● **Direction**
Reproduce the line that holds "Roadside-survey request: point out the shadow on water" together with all the lines after it up to the end of the entries.

[Rows from a dataset]
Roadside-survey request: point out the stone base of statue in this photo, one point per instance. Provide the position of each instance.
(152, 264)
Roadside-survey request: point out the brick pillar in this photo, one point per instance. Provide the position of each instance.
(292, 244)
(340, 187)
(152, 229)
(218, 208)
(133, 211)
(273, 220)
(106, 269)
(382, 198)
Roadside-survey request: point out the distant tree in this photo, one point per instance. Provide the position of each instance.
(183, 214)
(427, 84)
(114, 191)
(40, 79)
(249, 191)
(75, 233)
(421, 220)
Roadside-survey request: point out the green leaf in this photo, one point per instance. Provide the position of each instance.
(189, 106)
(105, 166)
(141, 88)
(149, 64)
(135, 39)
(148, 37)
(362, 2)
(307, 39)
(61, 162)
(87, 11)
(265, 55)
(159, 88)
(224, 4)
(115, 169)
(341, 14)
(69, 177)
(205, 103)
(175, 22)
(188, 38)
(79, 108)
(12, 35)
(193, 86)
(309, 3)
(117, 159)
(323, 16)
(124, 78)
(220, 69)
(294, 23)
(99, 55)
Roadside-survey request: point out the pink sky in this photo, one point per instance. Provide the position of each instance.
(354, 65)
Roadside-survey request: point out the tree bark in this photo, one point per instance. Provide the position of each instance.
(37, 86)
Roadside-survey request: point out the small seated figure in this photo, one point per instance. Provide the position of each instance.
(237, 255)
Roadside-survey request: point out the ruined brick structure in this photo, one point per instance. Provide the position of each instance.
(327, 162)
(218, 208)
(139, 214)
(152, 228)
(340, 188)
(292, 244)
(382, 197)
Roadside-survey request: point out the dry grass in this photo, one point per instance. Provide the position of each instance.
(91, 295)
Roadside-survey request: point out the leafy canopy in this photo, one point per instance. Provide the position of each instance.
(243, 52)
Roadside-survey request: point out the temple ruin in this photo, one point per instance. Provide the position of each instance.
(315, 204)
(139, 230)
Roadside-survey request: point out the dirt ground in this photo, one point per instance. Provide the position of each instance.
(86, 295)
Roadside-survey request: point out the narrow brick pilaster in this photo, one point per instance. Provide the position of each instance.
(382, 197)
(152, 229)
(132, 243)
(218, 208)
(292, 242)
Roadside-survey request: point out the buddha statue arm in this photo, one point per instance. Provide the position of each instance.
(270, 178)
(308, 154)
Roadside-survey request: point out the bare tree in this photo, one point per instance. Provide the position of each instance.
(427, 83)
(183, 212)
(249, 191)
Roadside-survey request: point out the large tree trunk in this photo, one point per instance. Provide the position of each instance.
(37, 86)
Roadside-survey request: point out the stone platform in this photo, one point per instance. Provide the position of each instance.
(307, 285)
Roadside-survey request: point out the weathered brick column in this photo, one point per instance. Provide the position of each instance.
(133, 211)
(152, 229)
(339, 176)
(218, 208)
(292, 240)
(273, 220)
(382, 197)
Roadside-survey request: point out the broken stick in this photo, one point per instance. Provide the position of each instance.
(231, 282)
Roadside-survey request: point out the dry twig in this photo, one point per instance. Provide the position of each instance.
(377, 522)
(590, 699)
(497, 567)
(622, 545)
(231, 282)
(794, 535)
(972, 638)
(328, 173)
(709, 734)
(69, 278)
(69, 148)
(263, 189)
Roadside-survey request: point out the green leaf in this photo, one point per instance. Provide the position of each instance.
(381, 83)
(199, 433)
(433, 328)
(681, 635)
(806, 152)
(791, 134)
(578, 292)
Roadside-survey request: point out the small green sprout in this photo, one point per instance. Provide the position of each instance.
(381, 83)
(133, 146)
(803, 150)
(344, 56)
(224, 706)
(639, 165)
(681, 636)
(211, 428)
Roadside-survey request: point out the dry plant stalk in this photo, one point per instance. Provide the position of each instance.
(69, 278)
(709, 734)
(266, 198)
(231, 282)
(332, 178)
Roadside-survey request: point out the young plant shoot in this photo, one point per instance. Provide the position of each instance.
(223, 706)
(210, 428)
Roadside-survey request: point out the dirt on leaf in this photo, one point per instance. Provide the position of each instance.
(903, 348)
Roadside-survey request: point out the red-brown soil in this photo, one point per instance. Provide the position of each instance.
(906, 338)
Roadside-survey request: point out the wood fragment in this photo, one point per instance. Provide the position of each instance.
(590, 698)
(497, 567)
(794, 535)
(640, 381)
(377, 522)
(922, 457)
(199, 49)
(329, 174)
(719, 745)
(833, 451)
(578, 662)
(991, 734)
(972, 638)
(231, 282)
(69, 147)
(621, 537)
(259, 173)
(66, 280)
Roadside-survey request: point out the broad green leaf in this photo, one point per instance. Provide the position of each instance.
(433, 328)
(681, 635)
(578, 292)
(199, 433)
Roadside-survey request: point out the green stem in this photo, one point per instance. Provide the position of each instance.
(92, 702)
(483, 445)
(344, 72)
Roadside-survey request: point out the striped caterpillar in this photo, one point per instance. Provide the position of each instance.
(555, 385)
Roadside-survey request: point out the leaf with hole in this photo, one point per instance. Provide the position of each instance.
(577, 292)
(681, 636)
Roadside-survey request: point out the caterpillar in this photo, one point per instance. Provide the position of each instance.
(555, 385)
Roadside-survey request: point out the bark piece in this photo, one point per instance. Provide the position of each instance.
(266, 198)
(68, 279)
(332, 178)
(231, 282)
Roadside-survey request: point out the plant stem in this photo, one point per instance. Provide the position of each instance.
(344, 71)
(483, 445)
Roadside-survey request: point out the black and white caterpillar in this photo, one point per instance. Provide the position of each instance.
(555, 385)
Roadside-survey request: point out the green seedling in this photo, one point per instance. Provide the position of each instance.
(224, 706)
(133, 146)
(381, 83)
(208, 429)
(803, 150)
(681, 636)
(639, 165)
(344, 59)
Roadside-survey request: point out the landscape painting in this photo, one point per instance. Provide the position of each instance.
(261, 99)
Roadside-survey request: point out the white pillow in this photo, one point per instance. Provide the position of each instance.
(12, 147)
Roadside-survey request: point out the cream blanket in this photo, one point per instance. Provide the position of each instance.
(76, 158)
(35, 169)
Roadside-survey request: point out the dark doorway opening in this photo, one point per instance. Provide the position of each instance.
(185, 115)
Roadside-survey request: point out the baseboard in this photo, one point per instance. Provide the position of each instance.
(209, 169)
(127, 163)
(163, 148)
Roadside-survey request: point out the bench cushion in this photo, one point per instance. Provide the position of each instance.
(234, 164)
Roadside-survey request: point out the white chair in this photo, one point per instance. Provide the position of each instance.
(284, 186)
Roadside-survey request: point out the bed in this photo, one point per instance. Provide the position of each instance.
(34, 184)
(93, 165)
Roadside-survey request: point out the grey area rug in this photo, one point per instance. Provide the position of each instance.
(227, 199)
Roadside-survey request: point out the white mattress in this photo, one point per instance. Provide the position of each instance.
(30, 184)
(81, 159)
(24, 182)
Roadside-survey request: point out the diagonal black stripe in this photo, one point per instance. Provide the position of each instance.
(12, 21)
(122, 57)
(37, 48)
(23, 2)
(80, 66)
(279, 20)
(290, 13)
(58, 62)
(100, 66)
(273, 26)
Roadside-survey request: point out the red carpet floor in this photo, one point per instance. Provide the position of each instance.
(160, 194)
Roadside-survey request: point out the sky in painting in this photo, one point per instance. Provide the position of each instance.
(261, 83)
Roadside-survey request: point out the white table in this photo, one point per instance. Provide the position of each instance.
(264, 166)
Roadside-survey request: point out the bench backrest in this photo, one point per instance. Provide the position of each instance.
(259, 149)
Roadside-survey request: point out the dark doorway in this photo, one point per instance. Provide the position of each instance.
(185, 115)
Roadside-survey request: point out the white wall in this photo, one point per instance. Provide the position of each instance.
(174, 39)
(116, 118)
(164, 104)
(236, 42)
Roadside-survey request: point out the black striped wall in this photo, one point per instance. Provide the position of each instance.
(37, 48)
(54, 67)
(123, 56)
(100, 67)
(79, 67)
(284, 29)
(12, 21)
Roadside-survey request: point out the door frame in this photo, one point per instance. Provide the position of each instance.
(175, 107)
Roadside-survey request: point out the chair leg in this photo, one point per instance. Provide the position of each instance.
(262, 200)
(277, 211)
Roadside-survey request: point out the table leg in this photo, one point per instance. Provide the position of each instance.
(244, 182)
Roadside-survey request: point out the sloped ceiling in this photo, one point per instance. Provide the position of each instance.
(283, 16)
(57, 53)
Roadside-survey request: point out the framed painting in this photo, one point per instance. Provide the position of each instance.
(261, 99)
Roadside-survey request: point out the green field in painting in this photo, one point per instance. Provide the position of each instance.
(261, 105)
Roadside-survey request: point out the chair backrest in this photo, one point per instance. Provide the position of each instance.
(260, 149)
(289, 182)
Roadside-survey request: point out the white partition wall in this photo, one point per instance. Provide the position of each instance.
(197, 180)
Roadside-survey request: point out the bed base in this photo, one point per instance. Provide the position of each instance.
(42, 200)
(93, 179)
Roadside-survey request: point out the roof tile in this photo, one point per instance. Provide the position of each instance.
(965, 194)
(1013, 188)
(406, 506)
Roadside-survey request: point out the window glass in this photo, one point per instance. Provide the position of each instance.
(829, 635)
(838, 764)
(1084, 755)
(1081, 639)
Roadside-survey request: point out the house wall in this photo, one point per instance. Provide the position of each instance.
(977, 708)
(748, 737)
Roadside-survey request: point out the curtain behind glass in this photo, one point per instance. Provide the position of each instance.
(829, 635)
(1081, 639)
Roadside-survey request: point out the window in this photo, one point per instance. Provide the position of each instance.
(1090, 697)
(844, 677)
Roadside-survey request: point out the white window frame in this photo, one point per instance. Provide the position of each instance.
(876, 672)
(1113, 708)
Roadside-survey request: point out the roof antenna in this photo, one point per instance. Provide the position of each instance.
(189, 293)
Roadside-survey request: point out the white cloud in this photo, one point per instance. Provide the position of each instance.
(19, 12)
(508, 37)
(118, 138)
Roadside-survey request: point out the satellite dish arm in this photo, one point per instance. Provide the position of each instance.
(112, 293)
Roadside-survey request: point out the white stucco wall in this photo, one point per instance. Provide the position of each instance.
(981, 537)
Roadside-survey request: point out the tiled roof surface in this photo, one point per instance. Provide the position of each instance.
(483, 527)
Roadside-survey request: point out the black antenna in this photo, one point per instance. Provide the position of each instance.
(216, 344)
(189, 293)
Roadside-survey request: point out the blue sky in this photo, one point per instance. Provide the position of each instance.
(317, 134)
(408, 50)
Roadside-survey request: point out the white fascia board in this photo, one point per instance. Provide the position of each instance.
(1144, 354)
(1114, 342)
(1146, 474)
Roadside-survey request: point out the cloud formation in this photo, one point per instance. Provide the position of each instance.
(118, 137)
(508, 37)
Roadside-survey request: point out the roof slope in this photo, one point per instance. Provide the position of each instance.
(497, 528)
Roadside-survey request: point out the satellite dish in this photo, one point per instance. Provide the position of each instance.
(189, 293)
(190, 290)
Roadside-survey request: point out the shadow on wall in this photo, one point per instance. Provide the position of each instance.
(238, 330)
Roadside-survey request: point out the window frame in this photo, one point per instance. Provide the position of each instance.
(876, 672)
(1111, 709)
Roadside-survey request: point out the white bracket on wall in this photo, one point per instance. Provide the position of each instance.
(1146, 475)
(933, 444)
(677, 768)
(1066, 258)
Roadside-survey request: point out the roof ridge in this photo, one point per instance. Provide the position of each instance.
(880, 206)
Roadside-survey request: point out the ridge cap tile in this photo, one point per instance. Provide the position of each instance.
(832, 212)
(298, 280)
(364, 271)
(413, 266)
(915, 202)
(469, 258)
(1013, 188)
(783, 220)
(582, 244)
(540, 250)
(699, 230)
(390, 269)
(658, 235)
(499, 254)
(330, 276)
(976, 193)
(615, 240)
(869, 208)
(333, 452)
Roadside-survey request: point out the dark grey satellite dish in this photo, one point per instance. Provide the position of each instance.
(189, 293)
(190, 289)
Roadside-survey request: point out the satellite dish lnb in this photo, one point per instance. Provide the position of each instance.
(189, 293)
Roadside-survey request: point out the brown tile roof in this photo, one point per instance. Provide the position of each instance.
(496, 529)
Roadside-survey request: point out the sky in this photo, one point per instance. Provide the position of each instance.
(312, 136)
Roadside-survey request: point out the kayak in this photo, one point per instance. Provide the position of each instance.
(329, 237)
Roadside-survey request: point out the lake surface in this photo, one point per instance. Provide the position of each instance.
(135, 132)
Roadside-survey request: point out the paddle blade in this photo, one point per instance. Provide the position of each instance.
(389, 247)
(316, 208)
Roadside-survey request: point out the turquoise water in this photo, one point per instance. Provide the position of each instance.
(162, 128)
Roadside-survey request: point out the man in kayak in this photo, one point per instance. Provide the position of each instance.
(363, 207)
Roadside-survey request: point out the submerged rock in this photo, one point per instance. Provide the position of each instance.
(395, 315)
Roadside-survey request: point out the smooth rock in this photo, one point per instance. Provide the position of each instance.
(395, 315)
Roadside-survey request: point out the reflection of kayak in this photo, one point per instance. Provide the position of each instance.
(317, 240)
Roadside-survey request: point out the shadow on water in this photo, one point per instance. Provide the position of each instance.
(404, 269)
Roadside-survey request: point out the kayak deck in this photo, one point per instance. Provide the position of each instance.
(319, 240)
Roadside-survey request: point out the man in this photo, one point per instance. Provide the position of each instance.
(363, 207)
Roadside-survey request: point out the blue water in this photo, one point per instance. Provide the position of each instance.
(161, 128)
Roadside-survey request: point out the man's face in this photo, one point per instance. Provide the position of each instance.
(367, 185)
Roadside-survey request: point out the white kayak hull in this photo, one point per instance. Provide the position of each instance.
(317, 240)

● **Result for this exercise**
Roadside-survey request: point out the shadow on water in this photo, one point per instance. Provide the position of each instance.
(404, 269)
Roadside-survey request: point out the kayak deck in this photo, one point per instance. Provide the position of each instance.
(319, 240)
Roadside-survey request: point out the man in this photo, one point per instance. Provide the position of each instance.
(363, 207)
Roadside-survey request: point out the blue water in this photo, one point per instance. Provide the position of each instance.
(161, 128)
Roadside-survey request: point out the man's face in this photo, one point per instance. Provide the position of each instance.
(367, 185)
Roadside-survey request: point out the white kayak hull in this photo, one point per instance. Provide the position of each instance.
(317, 240)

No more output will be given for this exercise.